• **Instructions to follow**
From the line that contains "The component shall return one point per instance of the dark" to the last line of the entries, set down each line exactly as written, both ends included, with nothing else.

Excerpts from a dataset
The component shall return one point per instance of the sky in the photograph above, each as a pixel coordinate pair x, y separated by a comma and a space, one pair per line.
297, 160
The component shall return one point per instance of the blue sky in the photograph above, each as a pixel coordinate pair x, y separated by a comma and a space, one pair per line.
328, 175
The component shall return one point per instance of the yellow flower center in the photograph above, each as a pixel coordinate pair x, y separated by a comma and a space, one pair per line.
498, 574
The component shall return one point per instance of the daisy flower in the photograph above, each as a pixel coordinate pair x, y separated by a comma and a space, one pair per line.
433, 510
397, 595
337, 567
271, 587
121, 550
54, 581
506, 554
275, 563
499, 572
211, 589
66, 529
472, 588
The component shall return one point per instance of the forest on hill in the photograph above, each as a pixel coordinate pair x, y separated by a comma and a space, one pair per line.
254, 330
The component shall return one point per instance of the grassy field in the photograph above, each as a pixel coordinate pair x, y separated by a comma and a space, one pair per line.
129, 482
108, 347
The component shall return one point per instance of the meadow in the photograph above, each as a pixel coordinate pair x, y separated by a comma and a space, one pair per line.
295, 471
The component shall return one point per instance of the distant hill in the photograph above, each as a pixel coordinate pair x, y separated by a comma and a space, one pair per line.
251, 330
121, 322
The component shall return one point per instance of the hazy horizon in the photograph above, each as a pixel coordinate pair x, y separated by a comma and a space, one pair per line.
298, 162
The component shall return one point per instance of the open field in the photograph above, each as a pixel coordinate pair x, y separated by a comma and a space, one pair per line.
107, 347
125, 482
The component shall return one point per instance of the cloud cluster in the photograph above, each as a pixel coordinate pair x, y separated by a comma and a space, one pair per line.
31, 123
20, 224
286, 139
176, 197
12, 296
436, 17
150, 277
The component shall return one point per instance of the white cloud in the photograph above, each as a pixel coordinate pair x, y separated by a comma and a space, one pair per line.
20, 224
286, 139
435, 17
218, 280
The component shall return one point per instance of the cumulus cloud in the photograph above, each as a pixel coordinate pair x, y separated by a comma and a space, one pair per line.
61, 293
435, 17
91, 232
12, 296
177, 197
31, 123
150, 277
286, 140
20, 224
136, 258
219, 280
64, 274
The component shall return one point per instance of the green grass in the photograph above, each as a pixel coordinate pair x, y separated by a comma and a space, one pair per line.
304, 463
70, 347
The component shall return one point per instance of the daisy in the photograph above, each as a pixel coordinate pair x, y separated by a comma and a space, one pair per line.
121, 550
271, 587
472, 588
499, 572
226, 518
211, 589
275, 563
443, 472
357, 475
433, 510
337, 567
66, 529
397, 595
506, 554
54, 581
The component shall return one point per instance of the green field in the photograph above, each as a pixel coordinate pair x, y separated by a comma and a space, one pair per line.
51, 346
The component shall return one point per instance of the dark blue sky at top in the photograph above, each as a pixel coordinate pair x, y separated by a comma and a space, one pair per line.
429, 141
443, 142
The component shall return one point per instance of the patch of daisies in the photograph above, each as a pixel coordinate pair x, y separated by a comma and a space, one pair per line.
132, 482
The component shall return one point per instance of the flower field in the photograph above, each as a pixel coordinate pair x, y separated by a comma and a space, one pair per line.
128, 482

• **Completed exercise**
The component shall return one point per instance of the dark blue sky at top in the photograph above, each as a pixel coordinate pair x, y separated by a comma and a space, one pair per line.
429, 141
443, 142
The component shall return one point per instance of the patch of daisies in the photograph above, each as a pixel coordinate pair x, y separated by a comma and a space, one pair per line.
132, 482
The component shall return one point per instance of the flower field in the photograph above, each as a pixel coordinate pair x, y separated by a comma and a space, one pair per line.
128, 482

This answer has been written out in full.